*** Opening of Excerpt provided ***

Seed Ticks Are a Thing You Probably Didn't Know You Need to Avoid

Here's what you need to know about these baby pests—and how to avoid them.

You probably already know about ticks and aim to avoid them as much as possible. Well, allow us to introduce you to seed ticks: a tiny form of ticks you probably never knew you needed to watch out for.

Beka Setzer wrote a disturbing Facebook post last summer that she shared again this year on the Love What Matters Facebook page about how her daughter Emmalee came in from playing outside, covered in little black dots. At first, Setzer thought they were seeds, but she realized when she tried to wipe them off that they were actually tiny ticks…on her daughter’s body. They were super small, easy to miss, and left red splotches all over Emmalee's body.

"She must've been playing in or near a nest of tick larvae and was covered," Setzer wrote. "I spent nearly an hour and a half picking over 150 minuscule baby ticks off of her, gave her a long Dawn dish soap bath with repeated washing, washed all bedding, clothing, and toys she came into contact with afterward and administered Benadryl. This morning she woke up with a low-grade fever, these spots on her and a hard, large marble-sized swollen lymph node."

*** Close of Excerpt provided ***
*** Opening of Data shown ***

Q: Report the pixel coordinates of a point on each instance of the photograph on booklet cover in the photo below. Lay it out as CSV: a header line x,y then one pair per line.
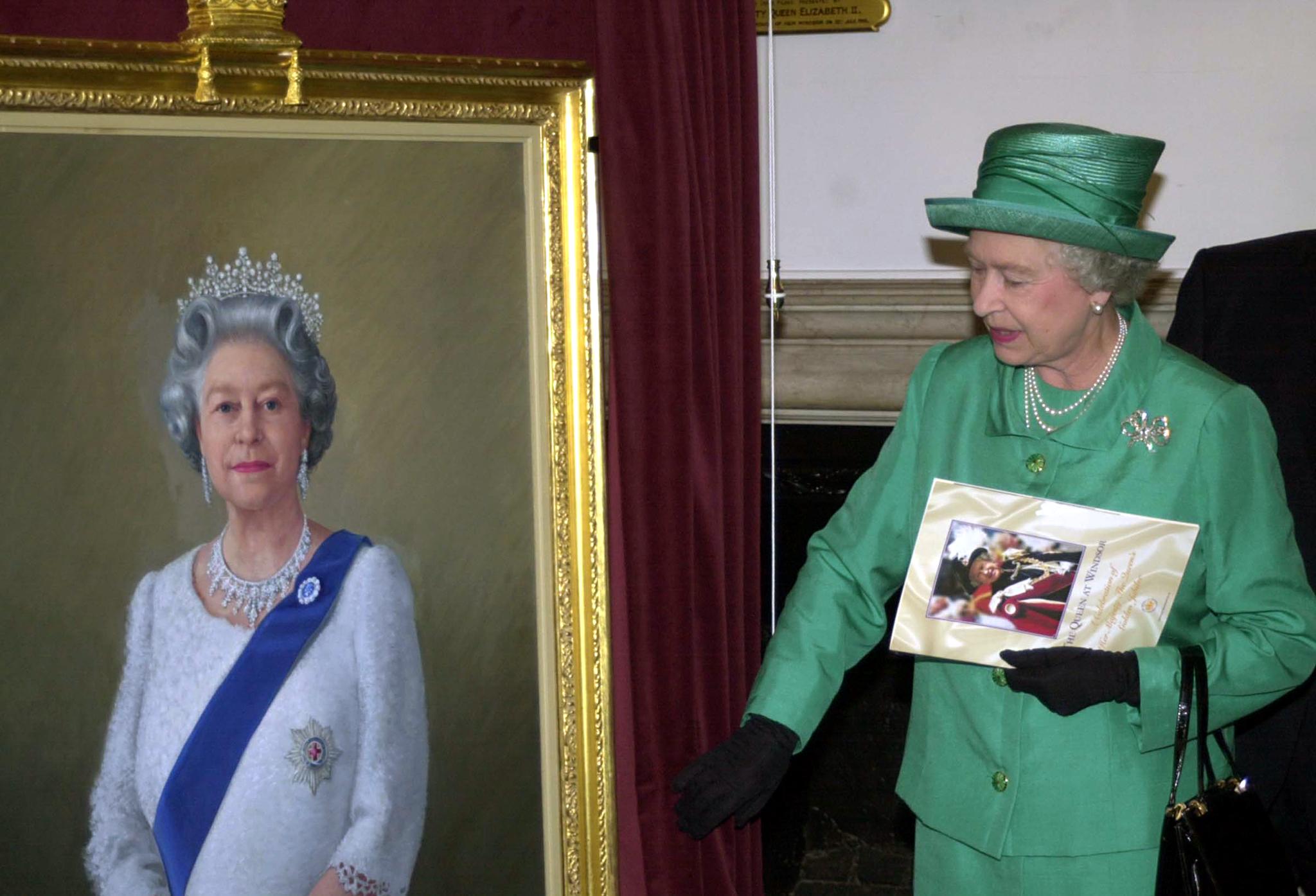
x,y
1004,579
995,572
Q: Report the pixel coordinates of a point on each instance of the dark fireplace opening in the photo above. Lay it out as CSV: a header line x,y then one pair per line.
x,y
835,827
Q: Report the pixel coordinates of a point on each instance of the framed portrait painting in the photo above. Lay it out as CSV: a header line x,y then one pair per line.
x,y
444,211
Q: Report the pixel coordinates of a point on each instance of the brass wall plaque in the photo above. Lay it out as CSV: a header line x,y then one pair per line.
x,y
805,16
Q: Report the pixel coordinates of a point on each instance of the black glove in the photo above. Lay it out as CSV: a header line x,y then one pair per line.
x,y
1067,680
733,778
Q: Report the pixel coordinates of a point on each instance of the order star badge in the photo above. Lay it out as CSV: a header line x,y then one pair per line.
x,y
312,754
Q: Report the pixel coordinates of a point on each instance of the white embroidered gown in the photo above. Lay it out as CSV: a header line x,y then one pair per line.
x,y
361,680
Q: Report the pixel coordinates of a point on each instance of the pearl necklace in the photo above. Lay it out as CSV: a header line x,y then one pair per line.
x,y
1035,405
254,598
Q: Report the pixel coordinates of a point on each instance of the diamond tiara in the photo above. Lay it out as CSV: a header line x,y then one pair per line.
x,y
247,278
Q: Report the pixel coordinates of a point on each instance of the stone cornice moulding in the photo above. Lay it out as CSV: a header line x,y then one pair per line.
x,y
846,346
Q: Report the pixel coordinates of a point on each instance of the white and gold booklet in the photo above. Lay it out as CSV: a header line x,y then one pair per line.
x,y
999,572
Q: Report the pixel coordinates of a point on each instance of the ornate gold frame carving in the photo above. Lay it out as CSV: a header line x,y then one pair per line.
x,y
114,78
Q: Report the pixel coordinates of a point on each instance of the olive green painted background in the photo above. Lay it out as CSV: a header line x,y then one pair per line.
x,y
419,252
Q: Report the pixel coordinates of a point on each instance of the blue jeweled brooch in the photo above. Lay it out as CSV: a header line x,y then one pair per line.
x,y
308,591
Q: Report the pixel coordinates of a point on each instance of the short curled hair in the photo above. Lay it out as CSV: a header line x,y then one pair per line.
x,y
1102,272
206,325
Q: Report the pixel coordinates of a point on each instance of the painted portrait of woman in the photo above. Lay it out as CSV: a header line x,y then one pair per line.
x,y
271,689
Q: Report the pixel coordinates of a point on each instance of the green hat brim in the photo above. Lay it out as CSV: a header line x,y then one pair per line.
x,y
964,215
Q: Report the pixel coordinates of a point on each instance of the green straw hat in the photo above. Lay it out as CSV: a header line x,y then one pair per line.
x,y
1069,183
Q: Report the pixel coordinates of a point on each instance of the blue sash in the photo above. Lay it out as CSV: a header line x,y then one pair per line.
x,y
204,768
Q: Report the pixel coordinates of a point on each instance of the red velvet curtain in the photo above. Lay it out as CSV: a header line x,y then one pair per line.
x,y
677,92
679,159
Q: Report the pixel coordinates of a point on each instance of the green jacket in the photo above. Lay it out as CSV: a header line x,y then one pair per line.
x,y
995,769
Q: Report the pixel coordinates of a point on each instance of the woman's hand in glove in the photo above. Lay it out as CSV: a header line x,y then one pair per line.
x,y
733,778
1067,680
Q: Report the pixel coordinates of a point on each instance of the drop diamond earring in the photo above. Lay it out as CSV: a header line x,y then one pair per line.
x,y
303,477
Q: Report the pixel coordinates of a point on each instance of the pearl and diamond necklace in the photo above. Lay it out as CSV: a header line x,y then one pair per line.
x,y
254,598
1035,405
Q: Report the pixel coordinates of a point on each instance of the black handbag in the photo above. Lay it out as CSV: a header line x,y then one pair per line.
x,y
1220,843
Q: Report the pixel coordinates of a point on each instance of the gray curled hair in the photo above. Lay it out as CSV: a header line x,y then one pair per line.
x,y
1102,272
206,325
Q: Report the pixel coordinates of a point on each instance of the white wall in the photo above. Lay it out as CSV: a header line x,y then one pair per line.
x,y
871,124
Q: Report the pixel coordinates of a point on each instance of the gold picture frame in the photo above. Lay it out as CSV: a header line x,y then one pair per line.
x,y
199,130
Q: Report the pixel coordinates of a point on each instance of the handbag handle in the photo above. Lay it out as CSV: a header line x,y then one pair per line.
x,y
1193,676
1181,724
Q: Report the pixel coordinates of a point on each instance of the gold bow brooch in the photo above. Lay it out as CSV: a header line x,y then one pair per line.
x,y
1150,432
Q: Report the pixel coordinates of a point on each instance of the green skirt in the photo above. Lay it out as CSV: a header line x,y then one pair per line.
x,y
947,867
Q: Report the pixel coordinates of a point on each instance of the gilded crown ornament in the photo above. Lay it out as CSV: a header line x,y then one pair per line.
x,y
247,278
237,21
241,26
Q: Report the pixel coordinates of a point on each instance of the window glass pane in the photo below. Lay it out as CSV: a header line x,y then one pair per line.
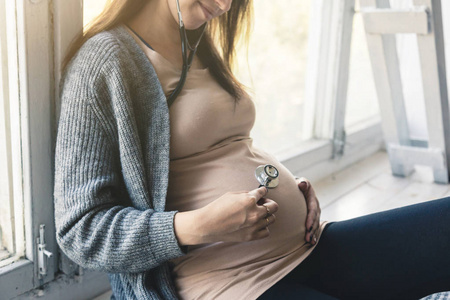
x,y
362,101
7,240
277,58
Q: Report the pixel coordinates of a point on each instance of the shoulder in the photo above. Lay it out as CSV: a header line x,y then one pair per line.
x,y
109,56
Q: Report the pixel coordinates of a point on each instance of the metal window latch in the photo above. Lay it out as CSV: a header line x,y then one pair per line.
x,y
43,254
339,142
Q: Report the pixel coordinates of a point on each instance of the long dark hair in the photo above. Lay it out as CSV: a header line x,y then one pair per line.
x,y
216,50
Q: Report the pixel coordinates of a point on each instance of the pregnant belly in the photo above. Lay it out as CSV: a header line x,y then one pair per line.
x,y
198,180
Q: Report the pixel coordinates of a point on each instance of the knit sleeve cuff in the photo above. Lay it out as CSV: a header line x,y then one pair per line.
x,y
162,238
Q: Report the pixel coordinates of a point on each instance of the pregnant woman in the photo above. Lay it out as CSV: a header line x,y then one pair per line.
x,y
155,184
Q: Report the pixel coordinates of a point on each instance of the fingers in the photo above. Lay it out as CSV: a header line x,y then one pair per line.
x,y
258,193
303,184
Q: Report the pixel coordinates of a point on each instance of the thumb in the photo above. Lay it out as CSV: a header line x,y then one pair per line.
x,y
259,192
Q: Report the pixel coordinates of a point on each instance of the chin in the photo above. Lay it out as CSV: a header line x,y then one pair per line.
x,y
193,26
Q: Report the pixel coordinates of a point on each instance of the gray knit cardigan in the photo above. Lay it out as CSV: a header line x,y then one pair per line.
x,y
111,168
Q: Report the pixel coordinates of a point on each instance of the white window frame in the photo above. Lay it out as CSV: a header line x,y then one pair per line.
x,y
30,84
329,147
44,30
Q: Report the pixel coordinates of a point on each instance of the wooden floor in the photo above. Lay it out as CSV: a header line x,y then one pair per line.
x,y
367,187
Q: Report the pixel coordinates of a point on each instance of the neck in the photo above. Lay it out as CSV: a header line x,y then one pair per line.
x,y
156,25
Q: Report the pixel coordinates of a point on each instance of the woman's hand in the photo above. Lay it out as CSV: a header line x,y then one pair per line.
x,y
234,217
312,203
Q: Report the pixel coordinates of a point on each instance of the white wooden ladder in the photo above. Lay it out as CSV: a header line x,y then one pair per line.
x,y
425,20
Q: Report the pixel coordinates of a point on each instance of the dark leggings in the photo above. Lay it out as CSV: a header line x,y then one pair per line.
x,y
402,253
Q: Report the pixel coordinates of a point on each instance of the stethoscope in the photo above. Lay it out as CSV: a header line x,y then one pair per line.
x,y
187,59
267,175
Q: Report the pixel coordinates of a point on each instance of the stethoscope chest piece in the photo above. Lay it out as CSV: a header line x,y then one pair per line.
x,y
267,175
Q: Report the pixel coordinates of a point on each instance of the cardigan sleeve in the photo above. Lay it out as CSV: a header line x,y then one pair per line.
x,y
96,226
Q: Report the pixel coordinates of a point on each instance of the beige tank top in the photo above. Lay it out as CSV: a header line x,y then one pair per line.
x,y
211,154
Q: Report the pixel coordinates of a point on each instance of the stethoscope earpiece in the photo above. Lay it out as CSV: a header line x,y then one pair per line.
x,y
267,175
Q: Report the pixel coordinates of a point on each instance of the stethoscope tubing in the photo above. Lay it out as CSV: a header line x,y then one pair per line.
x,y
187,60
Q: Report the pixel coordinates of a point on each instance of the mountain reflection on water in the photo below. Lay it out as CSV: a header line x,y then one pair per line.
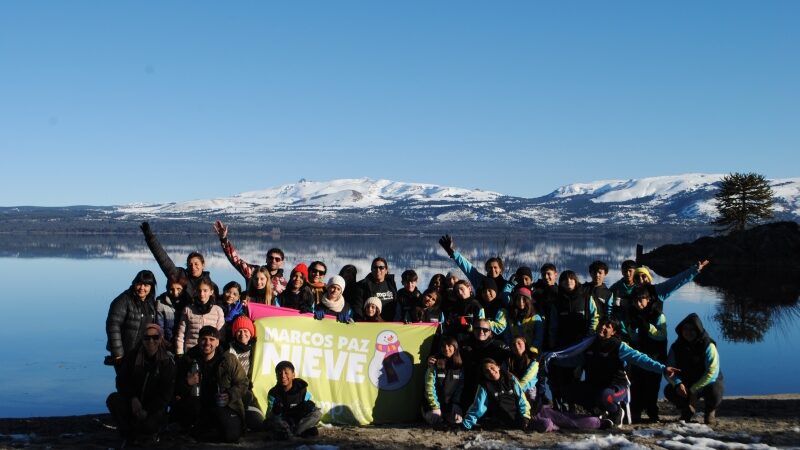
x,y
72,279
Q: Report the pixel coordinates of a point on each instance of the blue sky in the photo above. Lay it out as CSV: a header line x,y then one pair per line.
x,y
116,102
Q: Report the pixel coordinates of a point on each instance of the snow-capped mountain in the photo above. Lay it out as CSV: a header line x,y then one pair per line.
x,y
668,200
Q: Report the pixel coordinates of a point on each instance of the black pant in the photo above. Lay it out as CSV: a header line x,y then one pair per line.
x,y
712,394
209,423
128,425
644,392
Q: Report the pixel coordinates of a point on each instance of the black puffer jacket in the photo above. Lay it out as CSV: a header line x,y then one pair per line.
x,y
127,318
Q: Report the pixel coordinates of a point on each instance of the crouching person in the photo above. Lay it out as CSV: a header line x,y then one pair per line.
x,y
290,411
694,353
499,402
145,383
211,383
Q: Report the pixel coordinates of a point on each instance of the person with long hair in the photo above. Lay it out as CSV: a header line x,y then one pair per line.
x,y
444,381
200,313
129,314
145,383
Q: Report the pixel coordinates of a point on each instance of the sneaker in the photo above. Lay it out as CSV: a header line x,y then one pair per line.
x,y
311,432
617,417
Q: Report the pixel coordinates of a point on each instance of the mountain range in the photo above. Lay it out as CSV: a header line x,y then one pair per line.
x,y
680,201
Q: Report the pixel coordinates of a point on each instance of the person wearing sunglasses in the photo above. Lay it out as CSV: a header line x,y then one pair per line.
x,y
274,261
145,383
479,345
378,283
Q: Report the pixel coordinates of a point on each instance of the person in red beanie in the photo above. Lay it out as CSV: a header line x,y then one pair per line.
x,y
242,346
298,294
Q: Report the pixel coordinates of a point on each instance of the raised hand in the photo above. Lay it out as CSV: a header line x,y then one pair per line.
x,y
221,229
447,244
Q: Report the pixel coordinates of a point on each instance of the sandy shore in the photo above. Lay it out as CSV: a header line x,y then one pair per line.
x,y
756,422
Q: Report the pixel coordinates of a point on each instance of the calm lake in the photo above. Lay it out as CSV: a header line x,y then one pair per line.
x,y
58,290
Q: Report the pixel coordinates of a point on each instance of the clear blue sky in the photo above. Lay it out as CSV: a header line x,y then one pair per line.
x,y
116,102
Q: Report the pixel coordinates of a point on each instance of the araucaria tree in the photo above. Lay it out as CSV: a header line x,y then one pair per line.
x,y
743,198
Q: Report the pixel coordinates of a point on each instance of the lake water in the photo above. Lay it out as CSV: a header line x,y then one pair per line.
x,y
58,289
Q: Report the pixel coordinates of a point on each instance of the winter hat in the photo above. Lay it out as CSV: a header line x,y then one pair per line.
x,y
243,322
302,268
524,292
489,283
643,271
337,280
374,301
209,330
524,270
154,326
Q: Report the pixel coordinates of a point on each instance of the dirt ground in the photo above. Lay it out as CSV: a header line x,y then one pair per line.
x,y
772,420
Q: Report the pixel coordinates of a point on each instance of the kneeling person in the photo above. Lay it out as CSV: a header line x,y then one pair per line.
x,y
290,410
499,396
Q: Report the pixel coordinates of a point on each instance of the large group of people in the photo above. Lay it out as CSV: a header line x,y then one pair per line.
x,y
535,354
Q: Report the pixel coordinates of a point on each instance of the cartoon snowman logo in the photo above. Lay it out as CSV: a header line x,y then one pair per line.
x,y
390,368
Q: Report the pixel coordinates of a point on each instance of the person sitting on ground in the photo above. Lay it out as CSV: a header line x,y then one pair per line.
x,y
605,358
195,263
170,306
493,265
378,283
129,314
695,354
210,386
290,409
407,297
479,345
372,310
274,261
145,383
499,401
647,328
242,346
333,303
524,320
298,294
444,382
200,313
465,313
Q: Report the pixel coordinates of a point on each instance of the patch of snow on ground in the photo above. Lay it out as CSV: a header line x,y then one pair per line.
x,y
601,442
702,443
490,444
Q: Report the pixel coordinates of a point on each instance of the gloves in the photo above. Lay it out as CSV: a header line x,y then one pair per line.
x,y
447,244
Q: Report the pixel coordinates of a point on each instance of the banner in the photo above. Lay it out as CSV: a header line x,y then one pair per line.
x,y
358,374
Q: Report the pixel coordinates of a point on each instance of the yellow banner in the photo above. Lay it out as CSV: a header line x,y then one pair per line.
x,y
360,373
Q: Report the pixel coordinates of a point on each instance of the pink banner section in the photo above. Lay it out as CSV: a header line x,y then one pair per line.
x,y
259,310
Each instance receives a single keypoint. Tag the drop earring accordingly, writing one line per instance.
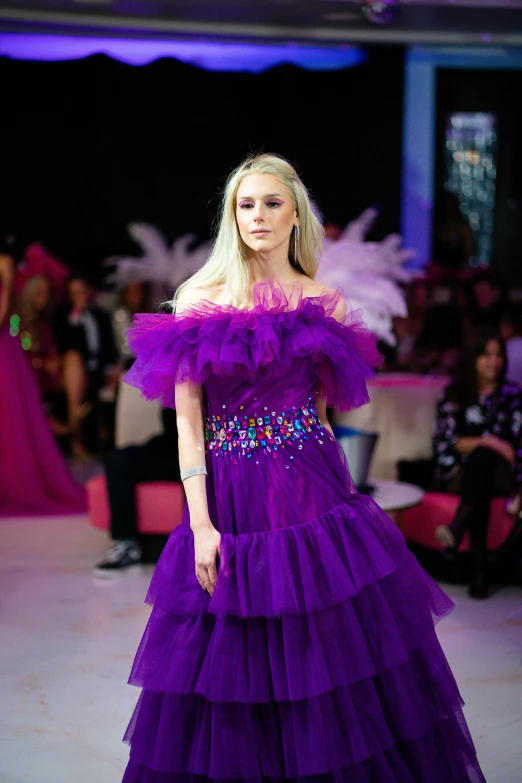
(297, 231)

*** Close of Data shown ***

* **What is needed**
Quote everything in the seed tick article from "Beka Setzer wrote" down to "over Emmalee's body.".

* **Task response**
Beka Setzer wrote a disturbing Facebook post last summer that she shared again this year on the Love What Matters Facebook page about how her daughter Emmalee came in from playing outside, covered in little black dots. At first, Setzer thought they were seeds, but she realized when she tried to wipe them off that they were actually tiny ticks…on her daughter’s body. They were super small, easy to miss, and left red splotches all over Emmalee's body.